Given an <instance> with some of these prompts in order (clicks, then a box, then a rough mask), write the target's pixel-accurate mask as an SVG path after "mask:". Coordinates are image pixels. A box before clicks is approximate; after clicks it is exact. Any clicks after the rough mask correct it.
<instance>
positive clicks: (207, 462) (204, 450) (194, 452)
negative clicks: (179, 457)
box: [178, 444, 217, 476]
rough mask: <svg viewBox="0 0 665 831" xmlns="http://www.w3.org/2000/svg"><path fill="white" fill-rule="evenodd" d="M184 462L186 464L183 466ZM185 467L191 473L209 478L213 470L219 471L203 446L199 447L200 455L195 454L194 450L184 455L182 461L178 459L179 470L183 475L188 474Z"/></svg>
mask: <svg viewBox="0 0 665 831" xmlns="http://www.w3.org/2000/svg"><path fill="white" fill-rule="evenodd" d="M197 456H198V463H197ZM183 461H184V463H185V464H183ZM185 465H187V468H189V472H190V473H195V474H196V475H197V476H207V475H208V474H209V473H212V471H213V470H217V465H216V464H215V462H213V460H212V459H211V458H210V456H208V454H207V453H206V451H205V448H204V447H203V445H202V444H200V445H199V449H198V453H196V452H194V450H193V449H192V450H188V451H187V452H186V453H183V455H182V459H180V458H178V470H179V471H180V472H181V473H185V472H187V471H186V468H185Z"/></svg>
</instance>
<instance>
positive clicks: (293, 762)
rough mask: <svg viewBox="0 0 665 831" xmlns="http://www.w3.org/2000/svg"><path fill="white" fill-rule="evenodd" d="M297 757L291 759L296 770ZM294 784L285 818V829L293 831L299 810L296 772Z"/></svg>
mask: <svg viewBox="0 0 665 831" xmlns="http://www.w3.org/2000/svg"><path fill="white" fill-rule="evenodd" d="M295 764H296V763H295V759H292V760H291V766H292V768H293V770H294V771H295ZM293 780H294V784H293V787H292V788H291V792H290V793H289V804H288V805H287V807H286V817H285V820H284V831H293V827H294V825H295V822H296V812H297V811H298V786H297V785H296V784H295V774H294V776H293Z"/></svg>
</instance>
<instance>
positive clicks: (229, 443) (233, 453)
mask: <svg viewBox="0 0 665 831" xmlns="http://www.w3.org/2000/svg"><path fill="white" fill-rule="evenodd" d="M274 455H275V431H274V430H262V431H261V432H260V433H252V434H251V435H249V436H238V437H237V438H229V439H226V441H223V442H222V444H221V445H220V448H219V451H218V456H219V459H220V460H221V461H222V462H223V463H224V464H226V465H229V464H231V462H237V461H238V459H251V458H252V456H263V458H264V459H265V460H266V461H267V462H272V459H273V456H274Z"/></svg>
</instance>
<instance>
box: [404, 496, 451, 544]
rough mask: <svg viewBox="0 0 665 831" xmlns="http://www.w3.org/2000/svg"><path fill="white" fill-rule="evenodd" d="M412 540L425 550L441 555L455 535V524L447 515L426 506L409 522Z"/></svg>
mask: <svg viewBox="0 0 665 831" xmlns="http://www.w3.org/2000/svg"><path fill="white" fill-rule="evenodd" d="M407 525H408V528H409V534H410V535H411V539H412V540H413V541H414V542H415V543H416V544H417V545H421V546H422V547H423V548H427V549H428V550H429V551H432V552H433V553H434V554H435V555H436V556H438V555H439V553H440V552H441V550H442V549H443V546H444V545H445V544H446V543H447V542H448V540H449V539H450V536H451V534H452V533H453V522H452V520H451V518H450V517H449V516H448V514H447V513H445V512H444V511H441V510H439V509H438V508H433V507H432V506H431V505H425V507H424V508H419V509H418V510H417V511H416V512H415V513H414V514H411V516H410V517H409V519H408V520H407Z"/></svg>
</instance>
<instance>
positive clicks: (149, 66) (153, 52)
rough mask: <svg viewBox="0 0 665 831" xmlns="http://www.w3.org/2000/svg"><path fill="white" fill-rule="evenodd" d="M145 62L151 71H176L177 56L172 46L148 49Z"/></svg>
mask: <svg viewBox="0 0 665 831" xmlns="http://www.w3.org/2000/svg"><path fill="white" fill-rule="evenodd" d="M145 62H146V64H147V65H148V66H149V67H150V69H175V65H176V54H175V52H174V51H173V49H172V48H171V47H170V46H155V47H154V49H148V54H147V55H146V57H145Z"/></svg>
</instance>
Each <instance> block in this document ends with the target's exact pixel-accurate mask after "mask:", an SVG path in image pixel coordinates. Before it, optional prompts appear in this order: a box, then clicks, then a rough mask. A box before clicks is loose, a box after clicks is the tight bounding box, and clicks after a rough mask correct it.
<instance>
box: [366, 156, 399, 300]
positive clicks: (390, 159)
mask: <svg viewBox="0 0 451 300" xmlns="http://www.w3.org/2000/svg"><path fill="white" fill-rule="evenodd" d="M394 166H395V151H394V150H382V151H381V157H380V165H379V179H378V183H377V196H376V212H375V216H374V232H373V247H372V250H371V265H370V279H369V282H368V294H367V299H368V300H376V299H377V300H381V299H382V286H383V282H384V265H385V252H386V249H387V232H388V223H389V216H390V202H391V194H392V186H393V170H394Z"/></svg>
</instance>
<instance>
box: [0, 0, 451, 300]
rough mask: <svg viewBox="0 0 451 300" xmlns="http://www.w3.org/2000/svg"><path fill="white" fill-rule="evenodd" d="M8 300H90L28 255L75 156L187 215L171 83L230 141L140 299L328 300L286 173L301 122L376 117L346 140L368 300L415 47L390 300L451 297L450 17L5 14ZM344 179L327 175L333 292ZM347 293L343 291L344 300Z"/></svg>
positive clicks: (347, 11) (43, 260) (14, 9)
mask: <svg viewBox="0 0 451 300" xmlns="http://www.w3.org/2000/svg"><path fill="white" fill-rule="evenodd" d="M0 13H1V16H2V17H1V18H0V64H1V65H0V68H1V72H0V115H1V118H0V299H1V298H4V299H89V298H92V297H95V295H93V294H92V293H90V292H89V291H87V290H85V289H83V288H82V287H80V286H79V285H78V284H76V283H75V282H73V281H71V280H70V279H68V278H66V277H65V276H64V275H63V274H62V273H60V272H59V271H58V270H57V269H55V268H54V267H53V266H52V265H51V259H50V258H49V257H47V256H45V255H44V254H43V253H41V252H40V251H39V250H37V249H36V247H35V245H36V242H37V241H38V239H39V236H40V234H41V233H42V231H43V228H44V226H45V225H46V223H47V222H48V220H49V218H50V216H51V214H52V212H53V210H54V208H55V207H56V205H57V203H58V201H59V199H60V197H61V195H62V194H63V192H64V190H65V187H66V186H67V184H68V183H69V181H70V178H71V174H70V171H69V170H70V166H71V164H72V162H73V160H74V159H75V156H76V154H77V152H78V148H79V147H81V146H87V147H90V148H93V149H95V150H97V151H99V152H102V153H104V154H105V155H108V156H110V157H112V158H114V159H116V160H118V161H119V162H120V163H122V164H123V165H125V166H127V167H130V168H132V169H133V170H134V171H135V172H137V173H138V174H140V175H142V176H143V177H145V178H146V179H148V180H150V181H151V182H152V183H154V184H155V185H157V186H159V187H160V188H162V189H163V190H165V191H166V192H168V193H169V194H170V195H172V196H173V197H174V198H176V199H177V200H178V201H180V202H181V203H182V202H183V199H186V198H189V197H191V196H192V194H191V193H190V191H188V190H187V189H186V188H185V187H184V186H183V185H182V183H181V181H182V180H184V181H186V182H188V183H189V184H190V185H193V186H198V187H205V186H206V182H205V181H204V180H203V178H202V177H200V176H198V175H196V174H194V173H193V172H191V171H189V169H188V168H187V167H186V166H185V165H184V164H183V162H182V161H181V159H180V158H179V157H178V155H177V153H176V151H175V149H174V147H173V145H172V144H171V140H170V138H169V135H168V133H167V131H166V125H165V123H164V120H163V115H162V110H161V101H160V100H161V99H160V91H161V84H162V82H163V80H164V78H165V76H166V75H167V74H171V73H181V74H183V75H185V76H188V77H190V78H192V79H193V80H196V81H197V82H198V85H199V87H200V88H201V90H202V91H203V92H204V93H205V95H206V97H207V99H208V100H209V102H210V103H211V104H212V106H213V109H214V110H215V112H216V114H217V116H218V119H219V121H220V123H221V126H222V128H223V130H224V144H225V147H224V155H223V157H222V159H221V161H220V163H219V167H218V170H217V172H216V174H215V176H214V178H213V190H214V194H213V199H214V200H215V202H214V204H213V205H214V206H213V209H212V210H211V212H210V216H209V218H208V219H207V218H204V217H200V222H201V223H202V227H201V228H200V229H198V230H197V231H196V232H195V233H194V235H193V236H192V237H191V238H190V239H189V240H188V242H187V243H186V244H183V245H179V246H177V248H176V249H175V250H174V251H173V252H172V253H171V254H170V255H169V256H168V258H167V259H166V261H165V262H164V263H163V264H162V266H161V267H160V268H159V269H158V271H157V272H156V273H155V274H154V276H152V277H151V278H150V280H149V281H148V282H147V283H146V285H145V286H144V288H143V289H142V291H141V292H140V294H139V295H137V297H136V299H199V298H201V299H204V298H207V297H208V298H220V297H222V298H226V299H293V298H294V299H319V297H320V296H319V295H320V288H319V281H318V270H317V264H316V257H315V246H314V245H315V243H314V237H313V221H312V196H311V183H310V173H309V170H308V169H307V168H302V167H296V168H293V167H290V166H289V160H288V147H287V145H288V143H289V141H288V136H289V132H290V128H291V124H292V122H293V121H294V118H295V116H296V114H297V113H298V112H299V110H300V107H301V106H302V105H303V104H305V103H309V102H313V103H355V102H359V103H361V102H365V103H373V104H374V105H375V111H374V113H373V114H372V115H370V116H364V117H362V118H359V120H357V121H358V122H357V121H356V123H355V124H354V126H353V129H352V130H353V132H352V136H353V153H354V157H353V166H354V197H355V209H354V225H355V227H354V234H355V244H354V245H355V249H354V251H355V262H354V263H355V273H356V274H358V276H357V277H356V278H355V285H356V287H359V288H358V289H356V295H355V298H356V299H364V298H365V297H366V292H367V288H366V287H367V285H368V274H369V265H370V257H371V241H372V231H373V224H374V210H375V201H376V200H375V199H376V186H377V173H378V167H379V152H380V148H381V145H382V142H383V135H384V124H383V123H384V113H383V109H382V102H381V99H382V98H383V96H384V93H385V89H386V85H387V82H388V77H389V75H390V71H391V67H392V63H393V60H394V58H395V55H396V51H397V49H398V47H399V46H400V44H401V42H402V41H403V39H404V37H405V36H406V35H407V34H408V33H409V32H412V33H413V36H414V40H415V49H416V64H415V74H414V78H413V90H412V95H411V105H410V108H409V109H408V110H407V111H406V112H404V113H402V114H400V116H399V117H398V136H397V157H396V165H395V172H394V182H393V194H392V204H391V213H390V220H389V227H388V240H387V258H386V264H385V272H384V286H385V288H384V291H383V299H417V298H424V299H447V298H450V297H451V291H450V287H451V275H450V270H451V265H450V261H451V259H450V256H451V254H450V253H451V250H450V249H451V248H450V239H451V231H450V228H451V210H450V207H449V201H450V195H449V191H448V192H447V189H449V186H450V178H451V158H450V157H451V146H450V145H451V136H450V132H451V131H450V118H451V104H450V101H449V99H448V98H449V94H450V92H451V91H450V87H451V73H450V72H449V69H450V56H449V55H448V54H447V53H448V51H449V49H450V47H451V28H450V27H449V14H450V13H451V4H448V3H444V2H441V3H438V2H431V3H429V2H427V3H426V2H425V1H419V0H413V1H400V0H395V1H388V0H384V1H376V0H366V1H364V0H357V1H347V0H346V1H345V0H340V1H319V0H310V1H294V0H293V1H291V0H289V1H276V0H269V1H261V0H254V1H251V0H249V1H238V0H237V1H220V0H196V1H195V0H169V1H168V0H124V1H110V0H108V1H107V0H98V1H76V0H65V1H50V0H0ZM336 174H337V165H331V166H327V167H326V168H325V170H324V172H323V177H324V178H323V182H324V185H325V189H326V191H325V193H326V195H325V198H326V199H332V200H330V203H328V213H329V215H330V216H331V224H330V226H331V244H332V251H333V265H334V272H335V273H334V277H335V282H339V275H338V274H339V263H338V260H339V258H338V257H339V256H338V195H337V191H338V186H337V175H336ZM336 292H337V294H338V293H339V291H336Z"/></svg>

**WRITTEN TASK**:
Could you convert everything from the first line of the items through the line containing "box: [178, 444, 217, 476]", both ends included, into a numbered list with blank lines left out?

**RESPONSE TO THE EXERCISE**:
1. Given an <instance> with some of these prompts in order (clicks, then a box, then a rough mask), write the target's pixel-accurate mask as an SVG path after "mask:". Coordinates are image pixels. A box before clicks is approximate; after clicks it is exact. Any clicks after the rough mask correct it.
2. <instance>
3. positive clicks: (207, 462) (204, 450) (194, 452)
4. negative clicks: (179, 457)
5. box: [178, 444, 217, 476]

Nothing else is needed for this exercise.